- **TASKS TO COMPLETE**
A) In the article on accessibility at Michigan state parks below, what position does Eric Jazdzyk hold?
B) Decide whether each statement agrees with the article on accessibility at Michigan state parks below. Answer yes or no for each and quote the words of the article that decide it: (i) The accessible kayak launch the article mentions is at Interlochen State Park. (ii) Mobi-Mats are heavy matting intended for use on sand only. (iii) Maia Turek describes accessibility as a ramp added once a project is finished.
C) Carry the article on accessibility at Michigan state parks forward from its final paragraph.

-- start of PAGE EXCERPT --

Accessibility at Michigan State Parks

Jillian Berndtson

| 4 min read

Silver Lake State Park Sand Dunes
In Michigan, you’re always within a half hour of a state park, trail or campground.
Fortunately, the state of Michigan and the Department of Natural Resources have teamed up to make state parks and recreation more accessible for people with disabilities.
With recent projects such as the accessible kayak launch at Interlochen State Park, it’s easy to see how the state of Michigan and the DNR are working together to provide the best memories for all families while also protecting Michigan’s natural beauty.
“It’s always a tricky balance of preserving our natural resources and providing accessible options … some of those can be as simple as providing signage at the beginning of a nature trail telling what someone might encounter on that trail. It could be a change in elevation, whether or not it’s bumpy or rocky, what the material is like, how long the trail is so it can vary from Mobi-Mats (lightweight matting that can be placed over sand, grass, or other unstable surfaces making it accessible to wheelchairs, strollers and pedestrians with mobility issues) actually being able to carry someone down to that location to more of information on what they may encounter,” said Eric Jazdzyk, development planner at Michigan DNR, Parks and Recreation Division.
The DNR and state of Michigan have made it their mission to increase accessibility across the state. That also means accessibility must be at the forefront of their project planning.
“Accessibility is a key component to really everything we do as far as construction goes,” said Jazdzyk. “If we’re disturbing the earth anyways, we will quite often add accessible elements as a part of that project. For example, if we’re tearing up a campsite to put in a new pedestal, at that same time, we might make that campsite an accessible campsite. Pretty much for all of our infrastructure projects have some component of accessibility and it’s usually replacing old infrastructure that was not previously accessible.”
Maia Turek, resource development specialist at DNR Parks and Recreation agreed, adding, “I think a lot of times now we think of accessibility not in terms of “and oh by the way, add a ramp” after the fact. It’s not about that, it’s about really designing and expecting that from any project. We’re really focused on designing for accessibility.”

-- end of PAGE EXCERPT --
-- start of DATASET RECORDS --

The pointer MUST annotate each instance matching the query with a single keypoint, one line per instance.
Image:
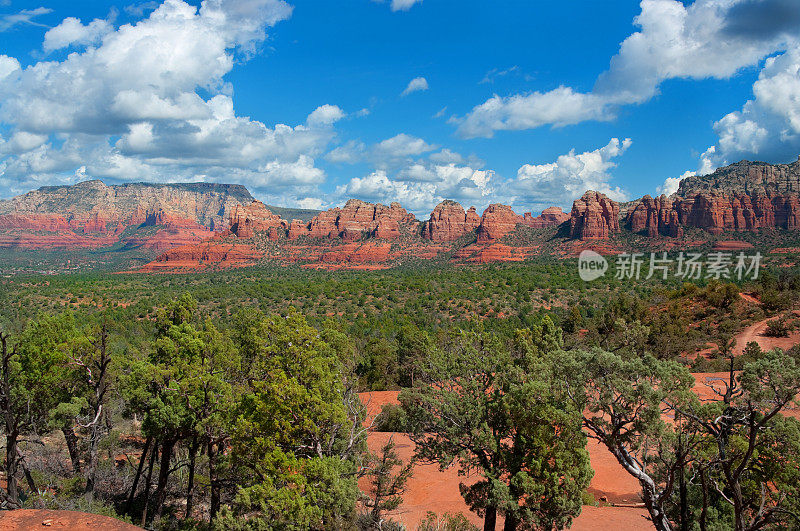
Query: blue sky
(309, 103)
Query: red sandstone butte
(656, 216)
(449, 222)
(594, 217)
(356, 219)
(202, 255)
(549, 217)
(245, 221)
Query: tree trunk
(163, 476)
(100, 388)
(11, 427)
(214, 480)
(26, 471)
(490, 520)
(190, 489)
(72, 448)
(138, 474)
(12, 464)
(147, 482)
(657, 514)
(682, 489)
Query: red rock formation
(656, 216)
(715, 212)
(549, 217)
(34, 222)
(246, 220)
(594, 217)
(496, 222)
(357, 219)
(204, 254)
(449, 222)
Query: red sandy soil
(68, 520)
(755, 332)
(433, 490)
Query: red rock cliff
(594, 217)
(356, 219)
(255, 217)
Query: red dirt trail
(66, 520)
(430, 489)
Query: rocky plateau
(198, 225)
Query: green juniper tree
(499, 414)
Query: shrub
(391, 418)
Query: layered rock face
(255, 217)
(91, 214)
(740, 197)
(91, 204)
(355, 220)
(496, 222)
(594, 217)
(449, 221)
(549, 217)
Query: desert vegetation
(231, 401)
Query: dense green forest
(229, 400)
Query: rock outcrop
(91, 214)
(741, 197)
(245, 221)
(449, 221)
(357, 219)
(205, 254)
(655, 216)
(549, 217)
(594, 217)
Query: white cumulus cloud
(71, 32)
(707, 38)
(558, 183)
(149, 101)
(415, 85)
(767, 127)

-- end of DATASET RECORDS --

- **RESULTS FOR EACH TASK**
A) He is a development planner at the Michigan DNR, Parks and Recreation Division.

B)
(i) Yes: "the accessible kayak launch at Interlochen State Park"
(ii) No: "lightweight matting that can be placed over sand, grass, or other unstable surfaces"
(iii) No: "It’s not about that, it’s about really designing and expecting that from any project."

C)
Their efforts also affect the activities and recreation at each park. “In addition to the infrastructure changes we also have amenities that we add, for example Mobi-Mats and things that will allow people with mobility challenges to be able to access a beach more easily… In some of our parks we actually have wheelchairs that can be checked out, there’s no charge for them, but…they have the tires that float over the sand a lot better,” Turek said.
It’s important to the DNR to go beyond the minimum to integrate accessibility options so all families can enjoy making memories together at Michigan State Parks. “A lot of what we’ve talked about is working to preserve that visitor experience so that way it’s not just making sure that there’s something available, it’s making sure that a family can have a more seamless experience recreating,” Turek said. “If you have a Mobi-Mat or a beach chair, that means the entire family can get out and experience that beach together and that changes the memories that that family gets to make while they’re out enjoying Michigan’s natural resources. That’s a core part of being a family-making memories together.”
The families of individuals with disabilities are always grateful for the opportunity to have everyone enjoy Michigan’s outdoors. “We’ve heard anecdotal stories that have been shared so for me, that’s what made it top of mind was hearing the stories from families who benefited from what was made available to them … it’s stories like ‘I can’t believe I can go and enjoy the beach with my mom who’s had two hips replaced and is in a walker’ or ‘I’m able to enjoy the experience with my son who’s quadriplegic and they actually get to play in the water with their sister for the first time ever,’” added Turek.
If your community is in need of more accessible options, the DNR is always looking to help. “We want to make sure that if there’s a need, we’re working to fill it,” said Turek. “I wouldn’t be afraid to reach out to your park manager and just ask them what we can do to work together and make it a reality for the community.”
Where will you go on your next Michigan vacation?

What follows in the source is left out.